_Description of the task_
Reproduce the material from its start through the line containing "179,159,201,171", inclusive, substituting "white running shoe" for "white sneaker" and leaving everything else unchanged. Omit the pictures from your answer.

(Bounding box annotation entries)
····················

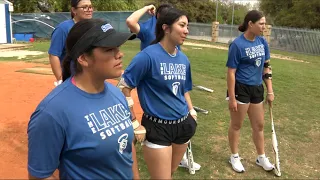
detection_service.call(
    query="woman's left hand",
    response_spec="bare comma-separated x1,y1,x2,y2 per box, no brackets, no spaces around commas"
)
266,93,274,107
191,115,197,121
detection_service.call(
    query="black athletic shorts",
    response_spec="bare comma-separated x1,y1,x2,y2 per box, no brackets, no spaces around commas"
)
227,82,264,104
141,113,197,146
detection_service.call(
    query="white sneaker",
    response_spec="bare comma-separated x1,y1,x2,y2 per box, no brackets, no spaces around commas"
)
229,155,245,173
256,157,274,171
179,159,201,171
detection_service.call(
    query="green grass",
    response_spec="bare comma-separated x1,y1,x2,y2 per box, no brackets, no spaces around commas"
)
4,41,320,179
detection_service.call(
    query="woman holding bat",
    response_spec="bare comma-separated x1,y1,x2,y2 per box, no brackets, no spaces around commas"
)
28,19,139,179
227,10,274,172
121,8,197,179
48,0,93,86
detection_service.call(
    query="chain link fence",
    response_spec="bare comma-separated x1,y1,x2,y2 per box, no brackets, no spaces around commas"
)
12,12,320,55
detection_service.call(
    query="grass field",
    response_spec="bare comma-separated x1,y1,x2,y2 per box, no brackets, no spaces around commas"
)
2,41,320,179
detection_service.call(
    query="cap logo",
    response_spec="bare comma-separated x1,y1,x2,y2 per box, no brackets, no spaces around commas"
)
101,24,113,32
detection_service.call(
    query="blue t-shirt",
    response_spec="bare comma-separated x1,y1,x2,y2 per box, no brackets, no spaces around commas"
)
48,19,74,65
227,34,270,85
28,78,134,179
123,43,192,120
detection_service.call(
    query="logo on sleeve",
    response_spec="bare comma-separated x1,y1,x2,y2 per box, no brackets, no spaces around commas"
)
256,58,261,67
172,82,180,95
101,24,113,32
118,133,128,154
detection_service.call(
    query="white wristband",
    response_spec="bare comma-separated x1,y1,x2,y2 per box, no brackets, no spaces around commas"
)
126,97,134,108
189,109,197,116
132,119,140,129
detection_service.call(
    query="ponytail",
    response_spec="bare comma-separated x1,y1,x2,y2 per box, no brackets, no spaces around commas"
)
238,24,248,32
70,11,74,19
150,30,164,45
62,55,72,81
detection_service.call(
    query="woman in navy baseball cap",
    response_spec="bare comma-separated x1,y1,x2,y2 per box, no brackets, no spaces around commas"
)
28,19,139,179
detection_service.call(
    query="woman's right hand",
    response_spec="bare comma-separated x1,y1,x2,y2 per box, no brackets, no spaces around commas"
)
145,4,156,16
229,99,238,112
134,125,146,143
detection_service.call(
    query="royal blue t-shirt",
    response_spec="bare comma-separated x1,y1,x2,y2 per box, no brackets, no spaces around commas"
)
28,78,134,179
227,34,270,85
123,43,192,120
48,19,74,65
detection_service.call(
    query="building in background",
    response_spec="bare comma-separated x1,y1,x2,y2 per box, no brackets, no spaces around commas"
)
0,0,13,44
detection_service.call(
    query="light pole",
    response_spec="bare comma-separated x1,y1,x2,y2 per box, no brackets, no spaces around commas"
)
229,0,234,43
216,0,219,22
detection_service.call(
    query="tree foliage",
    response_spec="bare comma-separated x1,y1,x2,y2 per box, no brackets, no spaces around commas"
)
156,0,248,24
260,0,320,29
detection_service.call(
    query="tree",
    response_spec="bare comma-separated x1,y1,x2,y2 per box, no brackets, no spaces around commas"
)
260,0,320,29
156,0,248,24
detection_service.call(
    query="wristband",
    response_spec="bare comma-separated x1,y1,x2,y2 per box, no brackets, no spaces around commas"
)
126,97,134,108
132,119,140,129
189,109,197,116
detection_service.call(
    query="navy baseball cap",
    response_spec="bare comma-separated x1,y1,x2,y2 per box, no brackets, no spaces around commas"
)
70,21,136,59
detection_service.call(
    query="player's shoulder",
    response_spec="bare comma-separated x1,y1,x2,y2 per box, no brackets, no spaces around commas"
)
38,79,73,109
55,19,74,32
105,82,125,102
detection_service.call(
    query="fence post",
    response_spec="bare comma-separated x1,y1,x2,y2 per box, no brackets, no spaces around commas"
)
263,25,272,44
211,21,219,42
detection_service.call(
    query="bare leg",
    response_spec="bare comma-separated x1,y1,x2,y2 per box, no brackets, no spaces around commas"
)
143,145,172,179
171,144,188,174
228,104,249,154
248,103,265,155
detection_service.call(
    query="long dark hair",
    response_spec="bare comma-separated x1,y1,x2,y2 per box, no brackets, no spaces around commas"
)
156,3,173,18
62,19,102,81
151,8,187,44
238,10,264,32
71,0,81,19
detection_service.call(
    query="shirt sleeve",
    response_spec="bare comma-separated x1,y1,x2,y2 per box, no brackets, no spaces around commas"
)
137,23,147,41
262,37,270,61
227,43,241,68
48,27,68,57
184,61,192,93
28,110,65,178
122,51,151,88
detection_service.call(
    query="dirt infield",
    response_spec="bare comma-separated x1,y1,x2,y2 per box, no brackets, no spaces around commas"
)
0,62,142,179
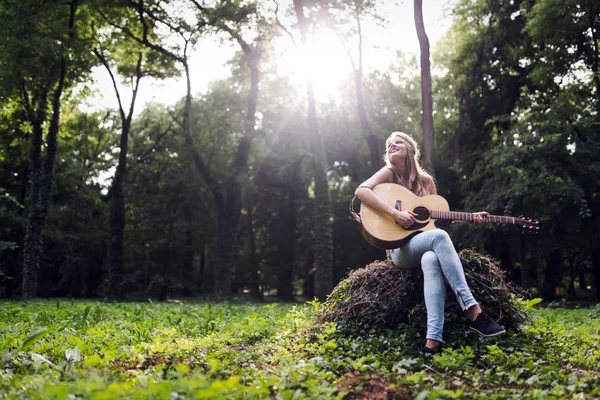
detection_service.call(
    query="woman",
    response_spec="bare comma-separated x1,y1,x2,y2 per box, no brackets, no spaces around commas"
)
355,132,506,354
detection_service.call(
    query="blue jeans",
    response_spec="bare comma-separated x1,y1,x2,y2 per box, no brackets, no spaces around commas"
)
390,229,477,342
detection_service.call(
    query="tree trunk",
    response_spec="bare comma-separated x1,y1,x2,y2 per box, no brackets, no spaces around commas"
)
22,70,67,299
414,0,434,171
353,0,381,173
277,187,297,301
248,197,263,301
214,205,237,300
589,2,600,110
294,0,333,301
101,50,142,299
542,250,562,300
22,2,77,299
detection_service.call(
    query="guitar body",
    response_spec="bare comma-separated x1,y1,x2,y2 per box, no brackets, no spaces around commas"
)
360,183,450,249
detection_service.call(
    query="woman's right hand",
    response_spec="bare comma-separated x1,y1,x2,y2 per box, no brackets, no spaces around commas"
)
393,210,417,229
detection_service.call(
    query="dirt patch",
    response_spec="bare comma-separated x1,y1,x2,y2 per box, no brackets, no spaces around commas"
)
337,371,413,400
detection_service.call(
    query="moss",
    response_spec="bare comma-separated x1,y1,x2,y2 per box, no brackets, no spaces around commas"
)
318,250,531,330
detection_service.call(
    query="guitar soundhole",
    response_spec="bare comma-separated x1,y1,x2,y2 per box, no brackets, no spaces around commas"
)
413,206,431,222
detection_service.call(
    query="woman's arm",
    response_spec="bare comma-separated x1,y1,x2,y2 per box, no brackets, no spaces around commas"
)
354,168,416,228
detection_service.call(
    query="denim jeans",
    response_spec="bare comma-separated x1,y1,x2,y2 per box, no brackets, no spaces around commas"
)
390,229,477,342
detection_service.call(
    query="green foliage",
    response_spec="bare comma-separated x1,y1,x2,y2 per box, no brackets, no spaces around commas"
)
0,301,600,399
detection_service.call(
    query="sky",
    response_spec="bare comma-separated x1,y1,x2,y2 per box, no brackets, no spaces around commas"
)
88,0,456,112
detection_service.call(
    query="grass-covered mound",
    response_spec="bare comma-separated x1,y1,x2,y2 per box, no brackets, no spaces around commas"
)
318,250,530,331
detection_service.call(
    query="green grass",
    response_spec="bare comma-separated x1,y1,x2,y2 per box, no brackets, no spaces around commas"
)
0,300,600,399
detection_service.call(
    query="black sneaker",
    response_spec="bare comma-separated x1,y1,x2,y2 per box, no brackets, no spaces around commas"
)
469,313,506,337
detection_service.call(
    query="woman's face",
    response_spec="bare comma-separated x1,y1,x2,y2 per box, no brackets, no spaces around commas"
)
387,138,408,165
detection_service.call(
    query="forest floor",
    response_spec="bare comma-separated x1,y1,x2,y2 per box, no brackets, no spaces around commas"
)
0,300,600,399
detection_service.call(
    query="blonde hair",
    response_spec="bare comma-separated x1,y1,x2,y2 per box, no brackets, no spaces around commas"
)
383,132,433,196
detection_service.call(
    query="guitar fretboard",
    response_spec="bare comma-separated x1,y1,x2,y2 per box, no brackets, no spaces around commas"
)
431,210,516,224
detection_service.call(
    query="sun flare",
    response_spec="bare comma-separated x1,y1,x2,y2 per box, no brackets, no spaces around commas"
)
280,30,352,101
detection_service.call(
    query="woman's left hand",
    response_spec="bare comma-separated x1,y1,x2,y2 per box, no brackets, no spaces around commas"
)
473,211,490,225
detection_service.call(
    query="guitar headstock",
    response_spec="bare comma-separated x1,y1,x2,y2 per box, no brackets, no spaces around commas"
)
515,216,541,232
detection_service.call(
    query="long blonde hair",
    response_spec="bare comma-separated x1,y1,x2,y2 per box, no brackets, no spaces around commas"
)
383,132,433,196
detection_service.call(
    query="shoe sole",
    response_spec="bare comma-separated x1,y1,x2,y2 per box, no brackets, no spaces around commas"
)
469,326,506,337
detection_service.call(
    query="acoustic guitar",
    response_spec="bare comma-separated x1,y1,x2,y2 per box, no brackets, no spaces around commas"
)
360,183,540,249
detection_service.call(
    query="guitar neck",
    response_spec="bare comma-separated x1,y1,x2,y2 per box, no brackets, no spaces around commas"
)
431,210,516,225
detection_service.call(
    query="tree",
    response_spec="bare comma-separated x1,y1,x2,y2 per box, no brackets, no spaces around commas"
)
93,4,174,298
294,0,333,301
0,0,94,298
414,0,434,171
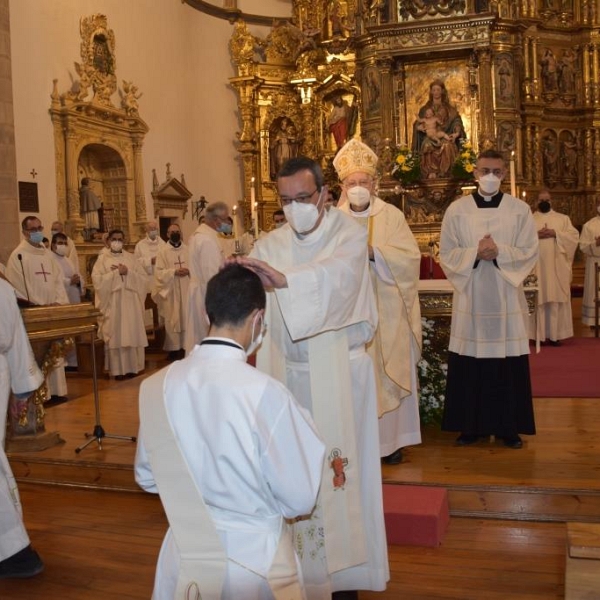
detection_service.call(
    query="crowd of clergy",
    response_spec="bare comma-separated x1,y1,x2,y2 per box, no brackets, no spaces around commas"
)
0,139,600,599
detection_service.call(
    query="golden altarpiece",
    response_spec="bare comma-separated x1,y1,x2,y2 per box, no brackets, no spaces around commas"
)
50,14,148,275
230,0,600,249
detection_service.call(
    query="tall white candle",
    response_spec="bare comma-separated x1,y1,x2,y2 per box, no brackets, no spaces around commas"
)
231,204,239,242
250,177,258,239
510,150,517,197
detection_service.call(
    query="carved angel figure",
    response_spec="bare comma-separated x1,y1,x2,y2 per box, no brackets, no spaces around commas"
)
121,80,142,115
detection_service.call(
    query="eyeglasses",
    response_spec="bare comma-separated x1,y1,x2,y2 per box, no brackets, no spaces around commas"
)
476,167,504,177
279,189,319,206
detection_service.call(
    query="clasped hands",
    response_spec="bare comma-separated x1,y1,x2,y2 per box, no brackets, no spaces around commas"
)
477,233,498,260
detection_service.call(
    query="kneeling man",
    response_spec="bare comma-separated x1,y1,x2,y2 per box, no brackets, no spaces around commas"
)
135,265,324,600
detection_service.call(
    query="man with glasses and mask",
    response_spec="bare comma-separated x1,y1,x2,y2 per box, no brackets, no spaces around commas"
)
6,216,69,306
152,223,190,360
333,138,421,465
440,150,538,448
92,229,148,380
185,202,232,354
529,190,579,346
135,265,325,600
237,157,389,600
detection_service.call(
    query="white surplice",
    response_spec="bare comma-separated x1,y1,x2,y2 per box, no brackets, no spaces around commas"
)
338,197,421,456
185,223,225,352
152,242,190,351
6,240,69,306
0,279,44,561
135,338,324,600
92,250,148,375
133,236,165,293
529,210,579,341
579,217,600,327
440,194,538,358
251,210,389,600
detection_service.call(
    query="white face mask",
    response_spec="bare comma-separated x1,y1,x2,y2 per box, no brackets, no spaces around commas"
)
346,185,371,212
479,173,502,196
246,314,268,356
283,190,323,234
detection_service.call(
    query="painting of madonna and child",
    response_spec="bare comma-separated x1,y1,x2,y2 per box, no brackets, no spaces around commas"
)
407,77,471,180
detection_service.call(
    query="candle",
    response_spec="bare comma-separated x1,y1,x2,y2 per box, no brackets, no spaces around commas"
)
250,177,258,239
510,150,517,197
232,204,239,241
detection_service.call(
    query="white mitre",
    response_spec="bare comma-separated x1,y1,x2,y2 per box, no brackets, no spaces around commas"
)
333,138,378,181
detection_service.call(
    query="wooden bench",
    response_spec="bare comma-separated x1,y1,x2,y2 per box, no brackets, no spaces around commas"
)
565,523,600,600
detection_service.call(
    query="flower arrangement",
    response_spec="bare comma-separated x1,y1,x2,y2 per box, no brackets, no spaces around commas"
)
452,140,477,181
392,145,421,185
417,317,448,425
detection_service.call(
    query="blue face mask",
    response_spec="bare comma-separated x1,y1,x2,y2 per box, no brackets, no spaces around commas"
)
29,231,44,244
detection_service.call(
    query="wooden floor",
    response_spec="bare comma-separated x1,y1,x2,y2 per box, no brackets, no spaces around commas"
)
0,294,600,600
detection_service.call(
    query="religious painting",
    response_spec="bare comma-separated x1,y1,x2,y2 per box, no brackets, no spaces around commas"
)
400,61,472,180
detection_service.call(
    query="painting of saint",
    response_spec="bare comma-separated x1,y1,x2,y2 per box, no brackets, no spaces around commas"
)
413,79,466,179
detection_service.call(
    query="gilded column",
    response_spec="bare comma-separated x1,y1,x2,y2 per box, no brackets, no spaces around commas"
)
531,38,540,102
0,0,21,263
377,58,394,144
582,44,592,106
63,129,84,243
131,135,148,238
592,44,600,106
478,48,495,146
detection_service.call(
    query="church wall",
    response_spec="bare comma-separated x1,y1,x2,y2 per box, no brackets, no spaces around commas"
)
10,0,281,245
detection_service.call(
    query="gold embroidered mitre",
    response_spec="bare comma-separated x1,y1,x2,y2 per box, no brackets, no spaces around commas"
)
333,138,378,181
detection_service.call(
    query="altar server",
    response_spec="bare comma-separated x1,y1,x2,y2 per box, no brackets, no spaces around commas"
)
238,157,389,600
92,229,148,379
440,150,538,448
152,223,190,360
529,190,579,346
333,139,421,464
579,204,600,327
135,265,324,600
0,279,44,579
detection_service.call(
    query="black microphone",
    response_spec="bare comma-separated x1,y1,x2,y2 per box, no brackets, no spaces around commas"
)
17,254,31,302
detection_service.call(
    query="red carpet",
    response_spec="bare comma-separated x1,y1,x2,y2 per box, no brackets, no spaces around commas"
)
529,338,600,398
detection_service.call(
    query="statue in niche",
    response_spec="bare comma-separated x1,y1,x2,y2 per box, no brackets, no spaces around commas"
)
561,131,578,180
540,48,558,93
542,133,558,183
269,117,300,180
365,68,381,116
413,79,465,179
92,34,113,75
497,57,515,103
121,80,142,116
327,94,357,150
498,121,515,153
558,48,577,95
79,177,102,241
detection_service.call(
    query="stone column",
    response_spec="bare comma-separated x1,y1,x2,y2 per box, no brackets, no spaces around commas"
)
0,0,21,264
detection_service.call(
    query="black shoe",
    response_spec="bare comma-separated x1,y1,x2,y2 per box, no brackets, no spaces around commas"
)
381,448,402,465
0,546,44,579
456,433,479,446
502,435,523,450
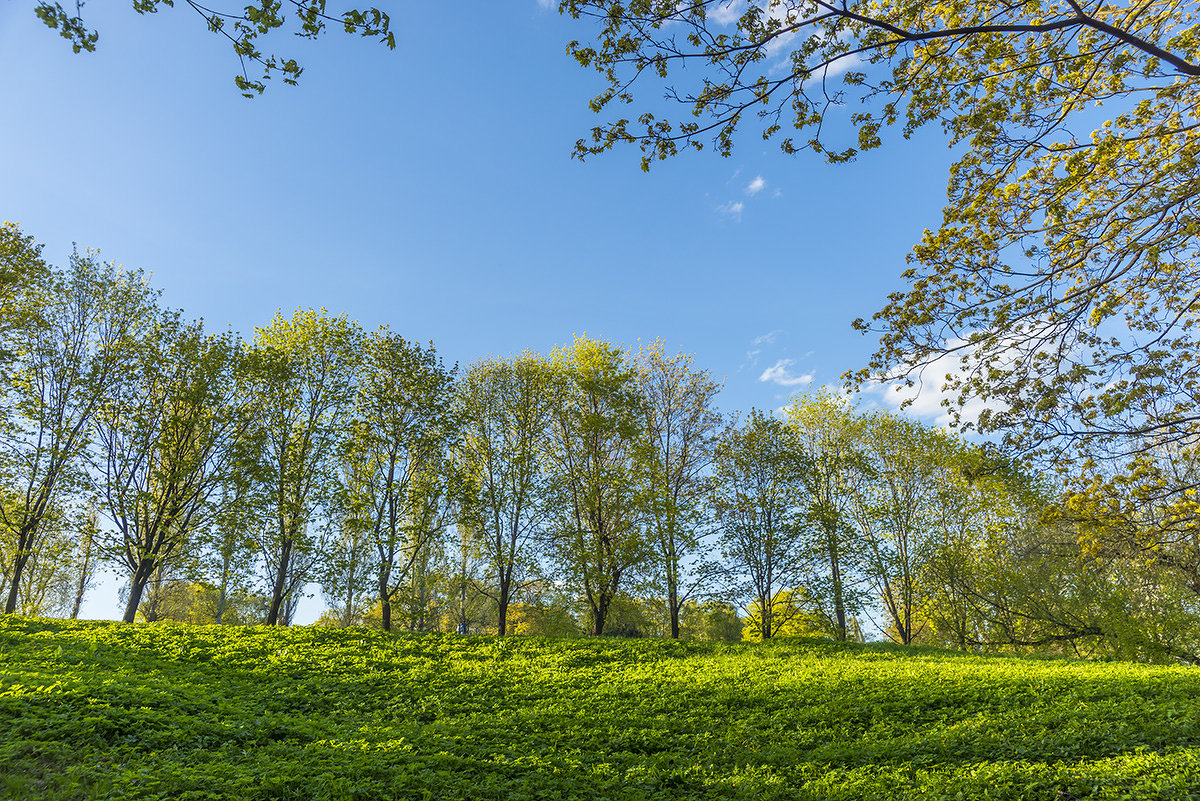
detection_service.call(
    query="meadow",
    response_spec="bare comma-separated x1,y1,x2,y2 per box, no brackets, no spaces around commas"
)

····················

_Result_
detection_service.call(
    query="woman's left hand",
    response_spec="bare comma-separated x1,y1,x2,y2 per box, no brackets, no spaces around commas"
)
266,93,274,107
191,115,197,121
detection_service.call(
    query="black athletic shorts",
    response_spec="bare comma-separated x1,y1,x2,y2 per box, no brackets, no spaces around commas"
)
227,82,264,104
141,113,197,146
detection_service.call(
    query="white running shoe",
    response_spec="bare comma-separated x1,y1,x2,y2 per box, no brackets, no spaces around commas"
)
229,155,245,173
256,157,274,171
179,159,201,171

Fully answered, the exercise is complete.